Output the material word for word. Leave each picture out.

··· Listed records

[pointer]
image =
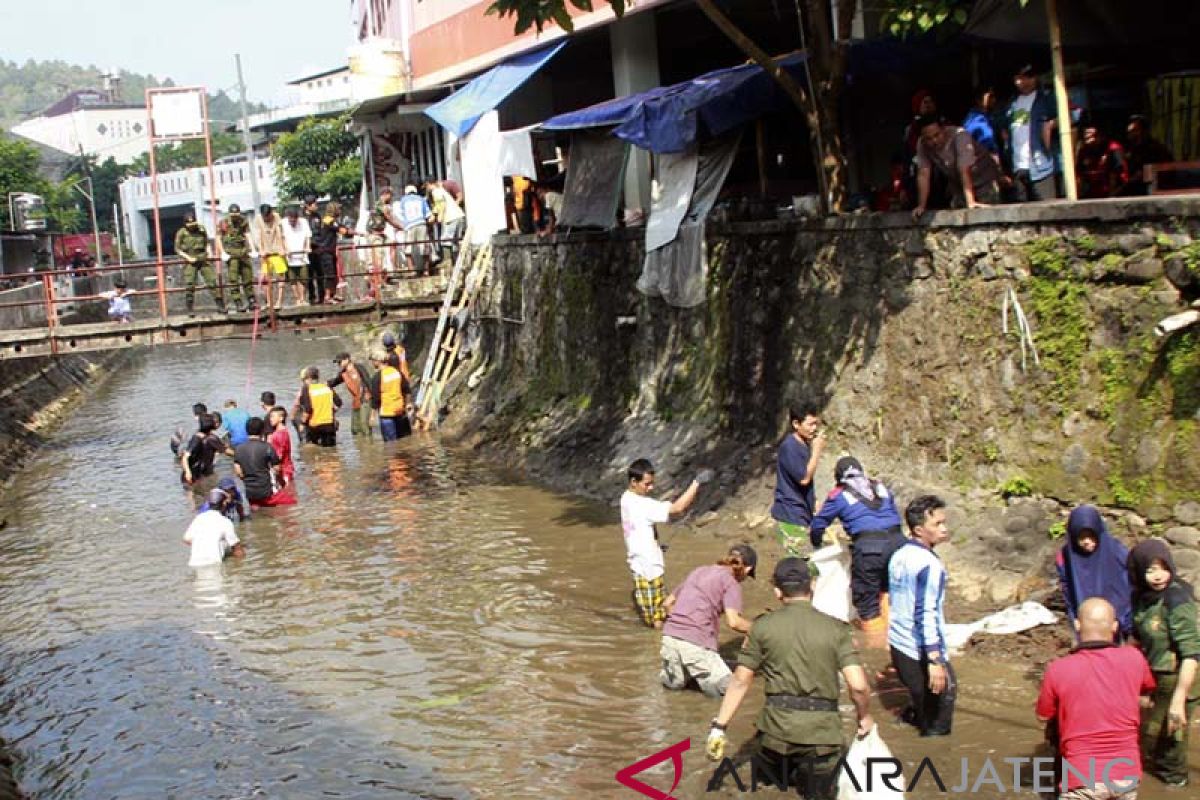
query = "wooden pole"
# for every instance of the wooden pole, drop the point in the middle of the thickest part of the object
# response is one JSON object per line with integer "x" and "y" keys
{"x": 1060, "y": 92}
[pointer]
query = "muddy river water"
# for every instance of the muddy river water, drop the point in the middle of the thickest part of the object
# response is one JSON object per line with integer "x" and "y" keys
{"x": 420, "y": 625}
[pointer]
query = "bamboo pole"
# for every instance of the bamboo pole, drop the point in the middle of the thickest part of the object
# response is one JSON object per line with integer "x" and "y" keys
{"x": 1060, "y": 92}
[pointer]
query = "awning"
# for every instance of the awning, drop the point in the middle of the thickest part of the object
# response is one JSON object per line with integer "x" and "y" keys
{"x": 666, "y": 119}
{"x": 460, "y": 112}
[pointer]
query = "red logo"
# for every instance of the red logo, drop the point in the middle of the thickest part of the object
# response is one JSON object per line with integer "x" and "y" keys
{"x": 675, "y": 752}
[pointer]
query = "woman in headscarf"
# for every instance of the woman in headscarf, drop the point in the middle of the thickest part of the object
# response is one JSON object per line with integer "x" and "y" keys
{"x": 1164, "y": 620}
{"x": 869, "y": 516}
{"x": 1092, "y": 564}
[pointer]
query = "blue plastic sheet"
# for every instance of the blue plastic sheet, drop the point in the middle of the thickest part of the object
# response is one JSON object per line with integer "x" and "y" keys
{"x": 460, "y": 112}
{"x": 669, "y": 119}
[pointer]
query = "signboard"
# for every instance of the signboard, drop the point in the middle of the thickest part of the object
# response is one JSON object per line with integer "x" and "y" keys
{"x": 177, "y": 113}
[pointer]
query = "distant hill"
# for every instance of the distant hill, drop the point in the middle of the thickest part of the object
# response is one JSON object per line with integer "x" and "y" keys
{"x": 25, "y": 89}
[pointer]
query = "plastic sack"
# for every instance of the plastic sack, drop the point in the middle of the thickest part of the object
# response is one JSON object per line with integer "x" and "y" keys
{"x": 861, "y": 781}
{"x": 831, "y": 590}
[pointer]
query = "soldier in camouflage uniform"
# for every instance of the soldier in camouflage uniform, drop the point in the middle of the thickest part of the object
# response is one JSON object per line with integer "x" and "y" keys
{"x": 235, "y": 245}
{"x": 192, "y": 245}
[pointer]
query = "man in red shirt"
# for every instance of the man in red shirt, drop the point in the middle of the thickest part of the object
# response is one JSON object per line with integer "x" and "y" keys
{"x": 1093, "y": 696}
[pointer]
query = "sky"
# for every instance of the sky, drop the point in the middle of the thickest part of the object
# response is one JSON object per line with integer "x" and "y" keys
{"x": 192, "y": 42}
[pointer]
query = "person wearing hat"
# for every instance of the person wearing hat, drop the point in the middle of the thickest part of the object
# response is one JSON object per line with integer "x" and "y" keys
{"x": 694, "y": 618}
{"x": 232, "y": 506}
{"x": 357, "y": 380}
{"x": 869, "y": 516}
{"x": 413, "y": 214}
{"x": 318, "y": 403}
{"x": 1029, "y": 138}
{"x": 799, "y": 653}
{"x": 119, "y": 308}
{"x": 211, "y": 535}
{"x": 233, "y": 238}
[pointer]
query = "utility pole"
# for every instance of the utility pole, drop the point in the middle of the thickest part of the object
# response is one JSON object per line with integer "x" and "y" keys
{"x": 245, "y": 137}
{"x": 91, "y": 204}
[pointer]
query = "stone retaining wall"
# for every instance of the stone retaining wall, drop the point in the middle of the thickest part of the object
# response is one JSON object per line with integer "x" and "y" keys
{"x": 897, "y": 330}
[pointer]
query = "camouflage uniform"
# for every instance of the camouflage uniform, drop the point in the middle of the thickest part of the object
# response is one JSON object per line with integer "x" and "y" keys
{"x": 192, "y": 240}
{"x": 235, "y": 242}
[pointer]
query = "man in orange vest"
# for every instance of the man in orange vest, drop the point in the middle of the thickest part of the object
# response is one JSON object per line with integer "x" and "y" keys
{"x": 357, "y": 380}
{"x": 318, "y": 403}
{"x": 389, "y": 396}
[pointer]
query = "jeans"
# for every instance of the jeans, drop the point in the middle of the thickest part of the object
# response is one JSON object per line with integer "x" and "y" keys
{"x": 934, "y": 714}
{"x": 394, "y": 427}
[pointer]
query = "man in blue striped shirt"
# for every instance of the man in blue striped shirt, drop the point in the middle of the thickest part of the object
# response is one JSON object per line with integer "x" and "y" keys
{"x": 916, "y": 632}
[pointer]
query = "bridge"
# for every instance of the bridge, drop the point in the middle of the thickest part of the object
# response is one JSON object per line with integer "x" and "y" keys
{"x": 55, "y": 312}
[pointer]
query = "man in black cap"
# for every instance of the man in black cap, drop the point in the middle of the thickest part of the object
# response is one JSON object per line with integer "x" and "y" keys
{"x": 358, "y": 383}
{"x": 799, "y": 651}
{"x": 694, "y": 618}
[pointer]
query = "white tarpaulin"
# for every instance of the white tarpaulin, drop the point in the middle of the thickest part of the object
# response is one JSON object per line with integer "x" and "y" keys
{"x": 1013, "y": 619}
{"x": 678, "y": 271}
{"x": 516, "y": 154}
{"x": 676, "y": 180}
{"x": 178, "y": 113}
{"x": 483, "y": 182}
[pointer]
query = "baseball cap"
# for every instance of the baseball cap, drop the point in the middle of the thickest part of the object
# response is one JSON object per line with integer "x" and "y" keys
{"x": 792, "y": 571}
{"x": 844, "y": 463}
{"x": 748, "y": 557}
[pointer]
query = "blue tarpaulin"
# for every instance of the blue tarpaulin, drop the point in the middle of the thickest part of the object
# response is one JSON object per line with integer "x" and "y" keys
{"x": 460, "y": 112}
{"x": 666, "y": 119}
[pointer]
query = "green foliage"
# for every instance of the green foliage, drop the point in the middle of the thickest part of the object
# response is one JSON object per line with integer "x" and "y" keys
{"x": 322, "y": 158}
{"x": 1017, "y": 487}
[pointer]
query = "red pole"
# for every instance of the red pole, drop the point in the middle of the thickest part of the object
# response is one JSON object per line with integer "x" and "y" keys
{"x": 157, "y": 221}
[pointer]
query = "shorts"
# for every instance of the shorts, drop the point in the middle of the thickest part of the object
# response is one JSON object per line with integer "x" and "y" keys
{"x": 275, "y": 264}
{"x": 792, "y": 536}
{"x": 648, "y": 596}
{"x": 684, "y": 660}
{"x": 298, "y": 272}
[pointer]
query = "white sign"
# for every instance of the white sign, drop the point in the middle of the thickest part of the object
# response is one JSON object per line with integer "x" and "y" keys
{"x": 178, "y": 113}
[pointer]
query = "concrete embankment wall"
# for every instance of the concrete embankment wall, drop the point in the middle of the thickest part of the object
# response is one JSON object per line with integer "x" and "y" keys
{"x": 897, "y": 330}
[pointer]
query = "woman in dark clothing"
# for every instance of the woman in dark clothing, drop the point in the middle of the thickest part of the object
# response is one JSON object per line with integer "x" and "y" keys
{"x": 1164, "y": 618}
{"x": 1092, "y": 564}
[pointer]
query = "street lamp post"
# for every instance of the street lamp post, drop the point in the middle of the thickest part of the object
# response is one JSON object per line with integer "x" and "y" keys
{"x": 91, "y": 204}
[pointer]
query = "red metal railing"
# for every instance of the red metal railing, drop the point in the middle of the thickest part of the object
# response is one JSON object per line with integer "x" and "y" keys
{"x": 382, "y": 262}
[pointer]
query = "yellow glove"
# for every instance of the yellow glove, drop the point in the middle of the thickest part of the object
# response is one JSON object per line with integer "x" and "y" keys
{"x": 715, "y": 745}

······

▶ [The solution]
[pointer]
image =
query = "wooden pole"
# for every instance of the wooden pole, drop the point in the middle of the thickest part of the object
# response is one JSON object per line with integer "x" and "y" keys
{"x": 1060, "y": 92}
[pointer]
query = "muddy river water"
# for every instance of the muddy river water, drop the point in the middle of the thickest part of the object
# response is one JSON object per line with integer "x" and "y" keys
{"x": 420, "y": 625}
[pointer]
query = "bamboo pole"
# for every instance of the bamboo pole, drop the point in the middle of the thickest part of the object
# response is one JSON object per line with integer "x" and "y" keys
{"x": 1060, "y": 92}
[pointer]
query = "awning"
# for every instance of the awning, drop the point in the middle of the thickest part of the object
# response is one JSON object per line with integer "x" and "y" keys
{"x": 666, "y": 119}
{"x": 460, "y": 112}
[pointer]
query = "red logo"
# for every instance of the red logo, drop the point in the middle of the thickest part of the object
# response is one JSON object per line with integer "x" and "y" keys
{"x": 675, "y": 752}
[pointer]
query = "woman in headscarf"
# for every instance of the woman in headscarf, drop the point in the middle of the thickest part of the object
# response is one JSON object per line with integer "x" and "y" keys
{"x": 1164, "y": 620}
{"x": 869, "y": 516}
{"x": 1092, "y": 564}
[pointer]
query = "blue plastic sheet"
# for every instance of the blue plastic sheet, drop the point in the middle of the thickest part of the object
# response is one JSON object per line with integer "x" and "y" keys
{"x": 460, "y": 112}
{"x": 669, "y": 119}
[pointer]
query = "signboard"
# for every instance of the signboard, drop the point in the middle of the thickest part of the object
# response is one JSON object per line with integer "x" and "y" keys
{"x": 177, "y": 113}
[pointer]
query = "distant hill"
# for every instance of the distant hill, drop the point in the middle of the thickest part of the object
# response is one JSON object per line with integer "x" and "y" keys
{"x": 25, "y": 89}
[pointer]
query = "plastic sack"
# for every instance of the plastic sack, drop the point in the middle of the thickest part of the object
# response is one JSON object per line with integer "x" and "y" keys
{"x": 861, "y": 781}
{"x": 831, "y": 590}
[pointer]
query = "soldier in camouflage uniform"
# for every instance of the soldier in camouflage uniform, drop the point in the middle of the thickest part of the object
# response is one JSON object per line with integer "x" and "y" keys
{"x": 235, "y": 245}
{"x": 192, "y": 245}
[pointer]
query = "man in red shirt"
# for every instance of the man in red shirt, drop the point in the middle of the thickest part of the object
# response is one JSON object per line with integer "x" and "y" keys
{"x": 1093, "y": 696}
[pointer]
query = "sky"
# for every instance of the sky, drop the point in the middle of the thickest part of the object
# response is one JSON object per line with integer "x" and "y" keys
{"x": 192, "y": 42}
[pointer]
query = "person wearing hat"
# for every instance of the person wearing hat, drop the point in the middle of the thickest part of the object
# response is one JSON object per line with integer "x" and "y" keys
{"x": 694, "y": 618}
{"x": 232, "y": 506}
{"x": 357, "y": 380}
{"x": 869, "y": 516}
{"x": 413, "y": 214}
{"x": 318, "y": 403}
{"x": 1029, "y": 138}
{"x": 799, "y": 653}
{"x": 119, "y": 308}
{"x": 211, "y": 535}
{"x": 233, "y": 238}
[pointer]
query = "utility pole"
# for every instance of the utility pole, drop the point in the middle of the thickest part of the object
# response is one JSON object per line with integer "x" and "y" keys
{"x": 245, "y": 137}
{"x": 91, "y": 204}
[pointer]
query = "stone retaining wall"
# for every instance of the stone retaining wall, drop the point in the middle of the thickest part of the object
# response is one JSON object per line with integer "x" and "y" keys
{"x": 897, "y": 330}
[pointer]
query = "camouflage uniform"
# for every instance of the camouflage uniform, drop the point in the middle of the thickest part of the object
# response is one JSON object per line with integer "x" and "y" keys
{"x": 192, "y": 240}
{"x": 235, "y": 242}
[pointer]
query = "man in orange vest"
# for every instance of the man in orange vest, drop the point in the middle of the thickest part of the object
# response is one JSON object per line with integer "x" and "y" keys
{"x": 357, "y": 380}
{"x": 318, "y": 403}
{"x": 389, "y": 396}
[pointer]
query = "jeans"
# for every instance of the jeans, drop the point in the middle of the thickest part of the object
# response is one JSON object per line with integer "x" and "y" keys
{"x": 934, "y": 714}
{"x": 394, "y": 427}
[pointer]
query = "man in blue striped shirt"
# for every instance of the man in blue striped shirt, drop the point in the middle of the thickest part of the object
# response is one JSON object per line with integer "x" and "y" keys
{"x": 916, "y": 632}
[pointer]
query = "bridge"
# for every instance of the bridge, drop the point in the middle of the thickest part of the object
# response is one JSON object per line with integer "x" and "y" keys
{"x": 55, "y": 312}
[pointer]
query = "man in black cap"
# for every instance of the man in black cap, drop the point in the middle of the thickest part of the object
# response is one JSON object per line with integer "x" and "y" keys
{"x": 358, "y": 383}
{"x": 799, "y": 651}
{"x": 694, "y": 618}
[pointer]
query = "white tarpaulin"
# for every instance of the white tarpaulin, drop the point in the middle of the thickest part of the object
# response is one JSON object per line with integer "x" and "y" keys
{"x": 1013, "y": 619}
{"x": 678, "y": 271}
{"x": 516, "y": 154}
{"x": 676, "y": 180}
{"x": 178, "y": 113}
{"x": 483, "y": 182}
[pointer]
query = "baseball cap"
# for every instance of the baseball cap, drop the point in the middle of the thickest part of the object
# response is one JSON object per line with integer "x" and "y" keys
{"x": 792, "y": 571}
{"x": 844, "y": 463}
{"x": 748, "y": 557}
[pointer]
query = "blue tarpaulin"
# for every instance of the blue tarpaulin, drop the point in the middle of the thickest part of the object
# response is one JSON object per line with integer "x" and "y" keys
{"x": 460, "y": 112}
{"x": 666, "y": 119}
[pointer]
query = "green foliage"
# for every instance of the green foliage, drop the point in the middle of the thickest part of the object
# response is one JSON object per line with integer "x" and "y" keys
{"x": 322, "y": 158}
{"x": 1017, "y": 487}
[pointer]
query = "red pole"
# for every instance of the red pole, drop the point in the middle of the thickest part of the object
# response is one JSON object per line with integer "x" and "y" keys
{"x": 157, "y": 221}
[pointer]
query = "shorts"
# for every instance of the shorts, drop the point in the middle of the thickest part of the object
# response is one JSON object per line with integer "x" and "y" keys
{"x": 275, "y": 264}
{"x": 792, "y": 536}
{"x": 648, "y": 596}
{"x": 684, "y": 660}
{"x": 298, "y": 272}
[pointer]
query = "white sign"
# for every instance of the white sign, drop the point in the middle of the thickest part of the object
# response is one JSON object per line with integer "x" and "y" keys
{"x": 178, "y": 113}
[pointer]
query = "concrete embankment wall"
# for every instance of the concrete embankment wall, drop the point in the middle of the thickest part of the object
# response is one JSON object per line with integer "x" and "y" keys
{"x": 897, "y": 330}
[pointer]
query = "woman in dark clothing"
# for every instance of the woman in dark clothing, drop the point in the middle of the thickest part of the object
# response is one JSON object per line with integer "x" and "y" keys
{"x": 1164, "y": 618}
{"x": 1092, "y": 564}
[pointer]
query = "street lamp post"
# for every instance of the street lamp post, drop the point in the middle of the thickest part of the object
# response is one JSON object per line with integer "x" and "y" keys
{"x": 91, "y": 204}
[pointer]
query = "red metal railing"
# for every instance of the red metal railing, drop the point in the middle of the thickest part of the object
# response is one JSON object per line with integer "x" and "y" keys
{"x": 382, "y": 262}
[pointer]
query = "yellow glove"
# for every instance of the yellow glove, drop the point in the middle of the thickest part of the object
# response is one JSON object per line with integer "x" and "y" keys
{"x": 715, "y": 745}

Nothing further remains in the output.